───── FRAGMENTO DEL DOCUMENTO ─────
07 febrero 2020

La señora Dalloway, de Virginia Woolf.




Los pensamientos rigen esta novela. Las ideas que surgen, aquello que se dice en silencio, para adentro. Hay diálogos también, obvio; pero hay muchos más pensamientos. Muchos. Disímiles la gran mayoría de las veces.
Con múltiples puntos de vista, los personajes son vistos por ellos mismos y por los otros, creando un juego de contrastes más que interesante. Se mezclan los pensamientos con la voz del autor, de hecho, uno de los valores de la novela es que pasa del relato al pensamiento sin que el lector lo advierta. La continuidad es uno de los tantos logros que tiene este libro.

La novela cuenta un día en la vida de la Señora Dalloway, en realidad también relata un día en la vida de la de un montón de gente, vidas que se van hilando a medida que corren las páginas. James Joyce ya había publicado su gran Ulises tres años antes de lo escrito por Virginia Woolf. Ella en Londres y él en Dublin.

Los pensamientos aparecen en todos lados: al estar exultante en casa, al pasear por la calle, al mirar al marido deprimido (y el marido también piensa lo suyo), al menospreciar a los acomodados, o al estar en una fiesta de lo más elitista. El doble discurso es constante. Woolf utiliza una manera muy sutil de desnudar la hipocresía de la sociedad inglesa de su época y una forma muy efectiva de mostrarnos el Londres de 1920; sus barrios, sus vitrinas, sus autos, sus pobres tirados en la calle y los poderosos pasando en autos de lujo. Ese Londres de entre guerra, que sufre aún las consecuencias de la contienda, que avizora la caída de ese imperio que supo ser, que se mueve con una cantidad de gente sucia que ya no sorprende a nadie. Pero que también muestra al adinerado, al de alcurnia y a la clase política. Todo lo que pasaba en esa época está en este maravilloso libro.
─────
→ **TAREA ASIGNADA 1**: Indique si cada afirmación coincide con la reseña de La señora Dalloway. Responda sí o no y cite textualmente las palabras de la reseña que lo deciden. (a) En la novela hay más pensamientos que diálogos. (b) James Joyce publicó Ulises después de la novela de Virginia Woolf. (c) La novela muestra el Londres de 1920.
→ **TAREA ASIGNADA 2**: Enumere todas las situaciones en las que, según la reseña de La señora Dalloway, aparecen los pensamientos.
───── ENTRADAS DE DATOS ─────
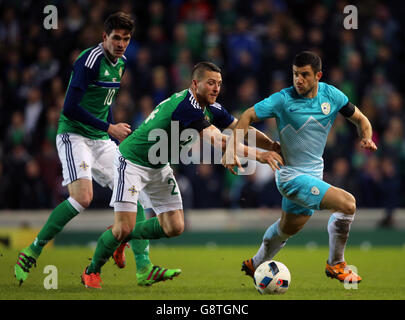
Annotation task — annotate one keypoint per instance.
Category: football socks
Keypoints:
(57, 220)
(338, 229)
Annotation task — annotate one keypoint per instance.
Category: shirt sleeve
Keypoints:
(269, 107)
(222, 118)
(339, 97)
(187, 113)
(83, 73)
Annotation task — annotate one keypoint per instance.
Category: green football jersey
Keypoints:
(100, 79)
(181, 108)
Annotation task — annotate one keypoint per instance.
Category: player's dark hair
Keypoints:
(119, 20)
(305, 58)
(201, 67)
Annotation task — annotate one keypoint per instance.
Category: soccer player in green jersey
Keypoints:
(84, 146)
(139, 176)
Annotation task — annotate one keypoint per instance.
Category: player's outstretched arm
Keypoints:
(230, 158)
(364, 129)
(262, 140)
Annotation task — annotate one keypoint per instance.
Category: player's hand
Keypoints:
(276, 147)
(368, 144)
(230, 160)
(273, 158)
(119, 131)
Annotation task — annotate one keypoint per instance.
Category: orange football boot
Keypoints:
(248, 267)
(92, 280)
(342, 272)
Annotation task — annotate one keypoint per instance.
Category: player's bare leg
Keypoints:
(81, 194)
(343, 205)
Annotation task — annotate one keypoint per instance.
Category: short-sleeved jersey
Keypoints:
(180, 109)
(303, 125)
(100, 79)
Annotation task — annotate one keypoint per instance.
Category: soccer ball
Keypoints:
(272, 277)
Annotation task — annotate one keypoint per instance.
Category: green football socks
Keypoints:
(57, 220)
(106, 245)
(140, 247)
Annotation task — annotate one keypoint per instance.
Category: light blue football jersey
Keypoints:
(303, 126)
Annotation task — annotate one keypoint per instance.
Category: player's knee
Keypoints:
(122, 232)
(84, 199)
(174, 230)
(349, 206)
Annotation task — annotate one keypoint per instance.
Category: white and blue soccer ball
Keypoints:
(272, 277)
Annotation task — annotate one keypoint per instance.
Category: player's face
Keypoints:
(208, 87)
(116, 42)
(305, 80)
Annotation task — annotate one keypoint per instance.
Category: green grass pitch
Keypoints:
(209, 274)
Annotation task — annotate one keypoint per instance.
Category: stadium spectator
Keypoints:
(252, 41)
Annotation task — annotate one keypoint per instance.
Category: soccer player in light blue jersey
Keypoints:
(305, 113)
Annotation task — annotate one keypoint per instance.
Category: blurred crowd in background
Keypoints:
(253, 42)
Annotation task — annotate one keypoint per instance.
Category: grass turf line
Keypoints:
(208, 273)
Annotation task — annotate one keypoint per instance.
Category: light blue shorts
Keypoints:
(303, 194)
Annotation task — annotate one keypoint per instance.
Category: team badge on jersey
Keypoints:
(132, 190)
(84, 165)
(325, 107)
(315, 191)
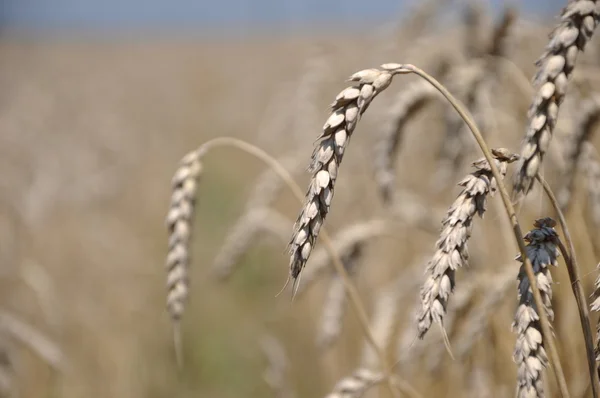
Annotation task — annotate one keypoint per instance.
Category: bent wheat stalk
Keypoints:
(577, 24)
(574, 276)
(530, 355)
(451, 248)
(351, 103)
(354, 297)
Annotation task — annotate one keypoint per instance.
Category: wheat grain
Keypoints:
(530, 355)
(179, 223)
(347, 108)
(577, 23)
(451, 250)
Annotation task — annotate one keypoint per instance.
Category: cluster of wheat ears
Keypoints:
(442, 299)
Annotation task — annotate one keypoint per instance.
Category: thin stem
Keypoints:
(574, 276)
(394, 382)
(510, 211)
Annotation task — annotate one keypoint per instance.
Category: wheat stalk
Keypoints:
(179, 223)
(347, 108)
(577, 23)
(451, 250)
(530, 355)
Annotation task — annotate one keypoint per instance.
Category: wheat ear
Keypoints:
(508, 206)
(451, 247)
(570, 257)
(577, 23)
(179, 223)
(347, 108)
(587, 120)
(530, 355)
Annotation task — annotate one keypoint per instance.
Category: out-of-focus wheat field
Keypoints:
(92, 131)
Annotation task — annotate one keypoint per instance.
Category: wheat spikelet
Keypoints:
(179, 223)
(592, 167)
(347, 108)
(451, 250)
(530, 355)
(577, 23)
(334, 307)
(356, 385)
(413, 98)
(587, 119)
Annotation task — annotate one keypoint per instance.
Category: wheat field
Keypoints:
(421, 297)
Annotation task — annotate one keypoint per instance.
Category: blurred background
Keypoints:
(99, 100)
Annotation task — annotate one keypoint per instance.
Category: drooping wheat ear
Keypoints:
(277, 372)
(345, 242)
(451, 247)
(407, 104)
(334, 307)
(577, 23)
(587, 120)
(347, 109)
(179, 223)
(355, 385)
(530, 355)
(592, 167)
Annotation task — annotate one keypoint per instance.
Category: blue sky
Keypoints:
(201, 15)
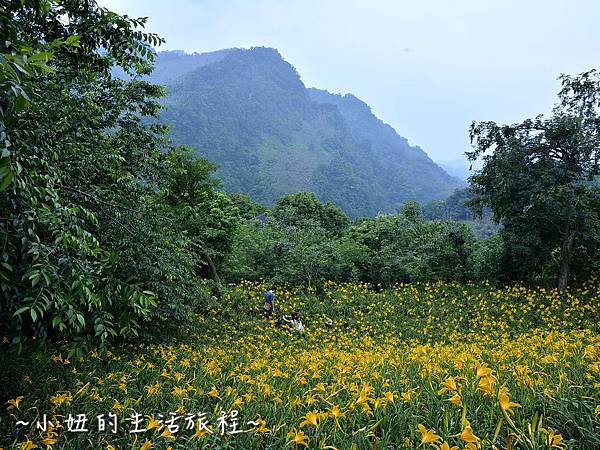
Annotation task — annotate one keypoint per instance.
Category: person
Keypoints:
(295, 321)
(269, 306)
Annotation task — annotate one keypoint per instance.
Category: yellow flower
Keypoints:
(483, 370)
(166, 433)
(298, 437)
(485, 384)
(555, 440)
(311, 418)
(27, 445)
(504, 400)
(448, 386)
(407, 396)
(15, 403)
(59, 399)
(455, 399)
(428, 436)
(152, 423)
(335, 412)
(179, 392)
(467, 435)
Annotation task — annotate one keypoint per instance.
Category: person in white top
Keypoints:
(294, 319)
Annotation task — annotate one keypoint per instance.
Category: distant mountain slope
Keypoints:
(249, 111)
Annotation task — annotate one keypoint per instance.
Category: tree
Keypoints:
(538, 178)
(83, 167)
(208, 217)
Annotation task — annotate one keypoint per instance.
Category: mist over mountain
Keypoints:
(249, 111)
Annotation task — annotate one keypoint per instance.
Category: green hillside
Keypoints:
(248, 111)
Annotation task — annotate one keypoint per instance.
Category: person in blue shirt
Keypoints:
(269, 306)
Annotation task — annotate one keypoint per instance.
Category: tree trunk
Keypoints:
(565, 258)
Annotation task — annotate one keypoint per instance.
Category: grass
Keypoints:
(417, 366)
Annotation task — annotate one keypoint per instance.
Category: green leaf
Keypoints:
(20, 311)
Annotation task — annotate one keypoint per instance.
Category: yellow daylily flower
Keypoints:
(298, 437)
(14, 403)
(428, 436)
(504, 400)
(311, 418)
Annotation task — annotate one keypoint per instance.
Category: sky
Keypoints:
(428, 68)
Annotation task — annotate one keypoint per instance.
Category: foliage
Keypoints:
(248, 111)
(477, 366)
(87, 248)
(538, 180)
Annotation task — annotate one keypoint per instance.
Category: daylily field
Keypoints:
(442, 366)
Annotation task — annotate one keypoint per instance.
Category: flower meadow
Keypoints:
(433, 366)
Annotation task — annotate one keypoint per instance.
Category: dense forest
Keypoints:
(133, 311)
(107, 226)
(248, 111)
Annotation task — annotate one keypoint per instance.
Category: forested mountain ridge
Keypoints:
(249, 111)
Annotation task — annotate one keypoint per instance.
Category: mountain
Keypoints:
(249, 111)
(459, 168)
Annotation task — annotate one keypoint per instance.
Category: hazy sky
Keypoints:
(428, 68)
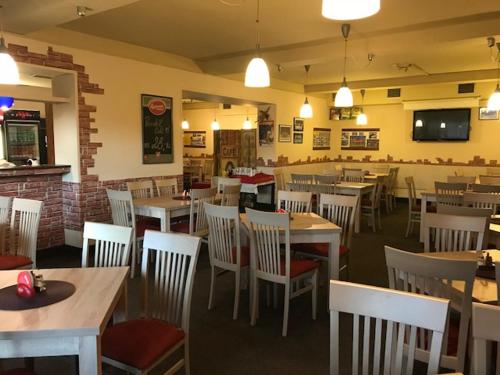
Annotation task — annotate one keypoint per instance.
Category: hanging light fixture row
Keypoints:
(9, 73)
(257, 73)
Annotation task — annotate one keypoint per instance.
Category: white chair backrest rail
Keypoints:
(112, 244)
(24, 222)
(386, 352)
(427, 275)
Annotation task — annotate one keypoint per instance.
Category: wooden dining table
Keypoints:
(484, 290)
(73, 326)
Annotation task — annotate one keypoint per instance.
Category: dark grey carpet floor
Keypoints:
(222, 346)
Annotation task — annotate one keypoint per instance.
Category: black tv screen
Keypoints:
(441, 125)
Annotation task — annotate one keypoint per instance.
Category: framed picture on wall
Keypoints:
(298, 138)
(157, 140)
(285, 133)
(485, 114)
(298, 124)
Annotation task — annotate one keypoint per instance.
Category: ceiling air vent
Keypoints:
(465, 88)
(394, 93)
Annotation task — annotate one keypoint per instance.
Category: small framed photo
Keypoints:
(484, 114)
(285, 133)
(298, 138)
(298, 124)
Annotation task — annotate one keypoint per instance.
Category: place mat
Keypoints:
─────
───── ENTRADAS DE DATOS ─────
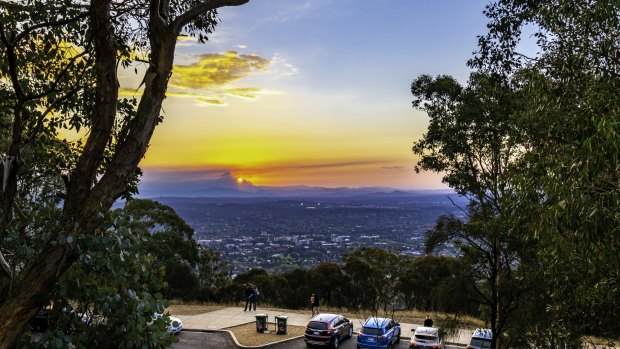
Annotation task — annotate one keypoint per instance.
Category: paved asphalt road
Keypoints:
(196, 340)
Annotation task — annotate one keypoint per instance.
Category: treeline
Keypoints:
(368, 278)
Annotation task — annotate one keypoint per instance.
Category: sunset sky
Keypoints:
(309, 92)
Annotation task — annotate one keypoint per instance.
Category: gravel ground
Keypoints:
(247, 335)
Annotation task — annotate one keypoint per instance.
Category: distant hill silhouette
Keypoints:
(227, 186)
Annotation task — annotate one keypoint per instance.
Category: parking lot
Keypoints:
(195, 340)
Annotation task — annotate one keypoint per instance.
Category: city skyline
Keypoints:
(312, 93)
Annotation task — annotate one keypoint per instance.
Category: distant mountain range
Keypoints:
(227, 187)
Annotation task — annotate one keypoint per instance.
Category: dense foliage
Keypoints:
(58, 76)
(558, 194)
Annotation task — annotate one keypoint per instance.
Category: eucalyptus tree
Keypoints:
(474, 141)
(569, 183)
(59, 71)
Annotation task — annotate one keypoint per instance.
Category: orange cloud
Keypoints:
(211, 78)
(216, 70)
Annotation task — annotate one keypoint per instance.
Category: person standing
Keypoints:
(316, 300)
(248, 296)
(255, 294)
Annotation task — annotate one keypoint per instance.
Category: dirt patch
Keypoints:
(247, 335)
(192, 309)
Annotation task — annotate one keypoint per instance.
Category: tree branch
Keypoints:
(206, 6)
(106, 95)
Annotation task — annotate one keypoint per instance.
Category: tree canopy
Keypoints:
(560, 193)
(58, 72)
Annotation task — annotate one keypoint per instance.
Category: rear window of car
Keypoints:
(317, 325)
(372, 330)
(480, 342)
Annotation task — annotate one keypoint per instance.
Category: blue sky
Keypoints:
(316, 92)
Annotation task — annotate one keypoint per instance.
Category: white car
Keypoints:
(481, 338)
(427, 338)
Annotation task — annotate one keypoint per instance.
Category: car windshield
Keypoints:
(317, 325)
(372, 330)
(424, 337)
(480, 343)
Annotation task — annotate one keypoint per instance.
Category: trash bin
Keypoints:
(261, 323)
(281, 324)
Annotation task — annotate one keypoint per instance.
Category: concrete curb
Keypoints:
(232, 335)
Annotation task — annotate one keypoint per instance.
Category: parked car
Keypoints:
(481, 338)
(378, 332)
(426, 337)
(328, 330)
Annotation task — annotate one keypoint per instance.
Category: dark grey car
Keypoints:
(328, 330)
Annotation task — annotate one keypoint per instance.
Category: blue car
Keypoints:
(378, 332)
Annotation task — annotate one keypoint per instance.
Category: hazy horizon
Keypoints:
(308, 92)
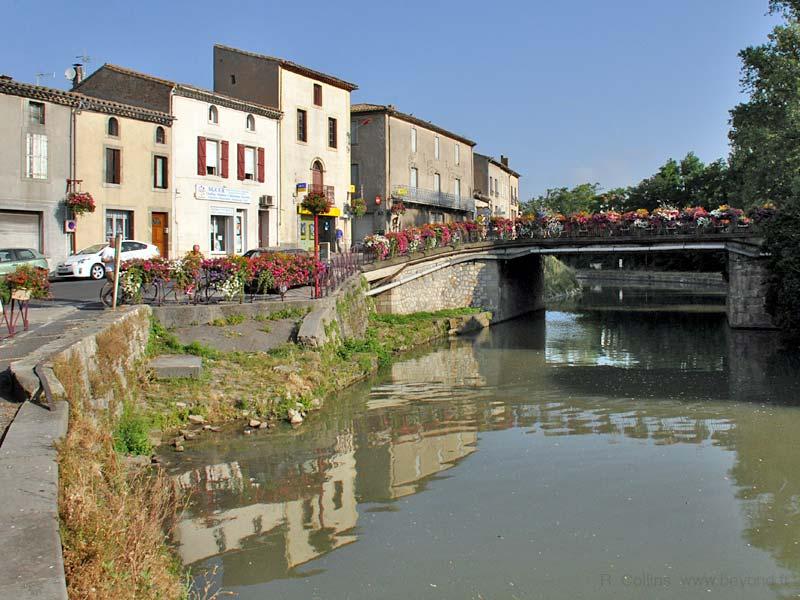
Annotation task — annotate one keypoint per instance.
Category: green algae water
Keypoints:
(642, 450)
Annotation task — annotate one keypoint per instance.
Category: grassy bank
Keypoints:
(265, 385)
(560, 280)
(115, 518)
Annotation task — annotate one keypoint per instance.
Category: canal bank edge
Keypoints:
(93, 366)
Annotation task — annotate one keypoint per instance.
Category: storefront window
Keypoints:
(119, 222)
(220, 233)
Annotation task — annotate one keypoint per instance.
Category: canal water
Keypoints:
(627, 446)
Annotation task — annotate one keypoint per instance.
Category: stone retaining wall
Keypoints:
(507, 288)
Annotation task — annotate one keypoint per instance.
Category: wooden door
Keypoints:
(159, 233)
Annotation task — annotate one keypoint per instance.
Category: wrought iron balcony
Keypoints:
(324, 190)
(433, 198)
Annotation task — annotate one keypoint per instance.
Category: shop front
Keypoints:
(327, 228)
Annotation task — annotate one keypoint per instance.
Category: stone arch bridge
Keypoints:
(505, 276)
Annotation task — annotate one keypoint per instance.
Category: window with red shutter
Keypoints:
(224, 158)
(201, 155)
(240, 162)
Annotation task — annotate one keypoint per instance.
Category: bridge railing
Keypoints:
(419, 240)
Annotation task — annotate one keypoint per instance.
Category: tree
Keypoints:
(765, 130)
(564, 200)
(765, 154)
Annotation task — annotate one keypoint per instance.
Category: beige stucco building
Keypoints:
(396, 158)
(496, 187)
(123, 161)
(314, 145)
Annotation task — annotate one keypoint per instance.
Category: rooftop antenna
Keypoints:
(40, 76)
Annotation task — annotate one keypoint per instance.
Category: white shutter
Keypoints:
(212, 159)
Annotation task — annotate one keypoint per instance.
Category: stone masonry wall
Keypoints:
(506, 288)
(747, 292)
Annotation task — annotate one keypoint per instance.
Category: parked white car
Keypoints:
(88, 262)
─────
───── ENTRADAS DE DATOS ─────
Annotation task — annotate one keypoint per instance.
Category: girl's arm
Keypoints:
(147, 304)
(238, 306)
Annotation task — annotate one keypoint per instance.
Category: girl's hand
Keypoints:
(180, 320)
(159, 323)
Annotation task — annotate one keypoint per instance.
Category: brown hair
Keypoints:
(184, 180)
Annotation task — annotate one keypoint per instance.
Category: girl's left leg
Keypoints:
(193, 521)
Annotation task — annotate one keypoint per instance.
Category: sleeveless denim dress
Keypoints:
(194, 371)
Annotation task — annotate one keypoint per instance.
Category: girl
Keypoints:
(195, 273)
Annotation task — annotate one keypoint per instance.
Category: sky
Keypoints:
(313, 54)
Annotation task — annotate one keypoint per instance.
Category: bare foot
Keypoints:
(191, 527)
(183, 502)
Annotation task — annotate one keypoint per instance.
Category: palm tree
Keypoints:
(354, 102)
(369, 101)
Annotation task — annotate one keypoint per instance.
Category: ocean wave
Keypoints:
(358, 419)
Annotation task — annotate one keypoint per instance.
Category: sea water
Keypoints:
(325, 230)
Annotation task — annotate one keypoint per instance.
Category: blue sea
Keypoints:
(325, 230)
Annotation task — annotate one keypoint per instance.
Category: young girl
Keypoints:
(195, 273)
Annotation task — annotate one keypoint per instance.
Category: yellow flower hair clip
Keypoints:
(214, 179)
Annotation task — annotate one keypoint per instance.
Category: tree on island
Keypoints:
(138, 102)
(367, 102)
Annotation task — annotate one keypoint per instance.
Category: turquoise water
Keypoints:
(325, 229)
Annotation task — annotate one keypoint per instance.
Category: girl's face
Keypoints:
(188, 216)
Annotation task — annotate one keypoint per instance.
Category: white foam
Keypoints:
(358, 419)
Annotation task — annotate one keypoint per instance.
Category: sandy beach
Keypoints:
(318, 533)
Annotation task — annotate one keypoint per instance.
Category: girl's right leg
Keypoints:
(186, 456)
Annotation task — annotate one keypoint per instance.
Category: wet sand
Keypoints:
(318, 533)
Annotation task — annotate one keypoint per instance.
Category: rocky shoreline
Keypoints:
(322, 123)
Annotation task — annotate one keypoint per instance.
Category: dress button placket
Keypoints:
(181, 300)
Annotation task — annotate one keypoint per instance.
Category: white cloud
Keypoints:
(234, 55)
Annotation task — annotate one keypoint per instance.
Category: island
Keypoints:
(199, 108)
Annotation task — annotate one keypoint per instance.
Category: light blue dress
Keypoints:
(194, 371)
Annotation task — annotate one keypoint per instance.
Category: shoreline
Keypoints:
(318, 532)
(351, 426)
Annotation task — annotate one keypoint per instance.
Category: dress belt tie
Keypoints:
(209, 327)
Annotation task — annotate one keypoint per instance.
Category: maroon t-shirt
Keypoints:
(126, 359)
─────
→ **RESPUESTA 1**:
(a) Sí: "Hay diálogos también, obvio; pero hay muchos más pensamientos."
(b) No: "James Joyce ya había publicado su gran Ulises tres años antes de lo escrito por Virginia Woolf."
(c) Sí: "una forma muy efectiva de mostrarnos el Londres de 1920"

→ **RESPUESTA 2**:
- al estar exultante en casa
- al pasear por la calle
- al mirar al marido deprimido
- al menospreciar a los acomodados
- al estar en una fiesta de lo más elitista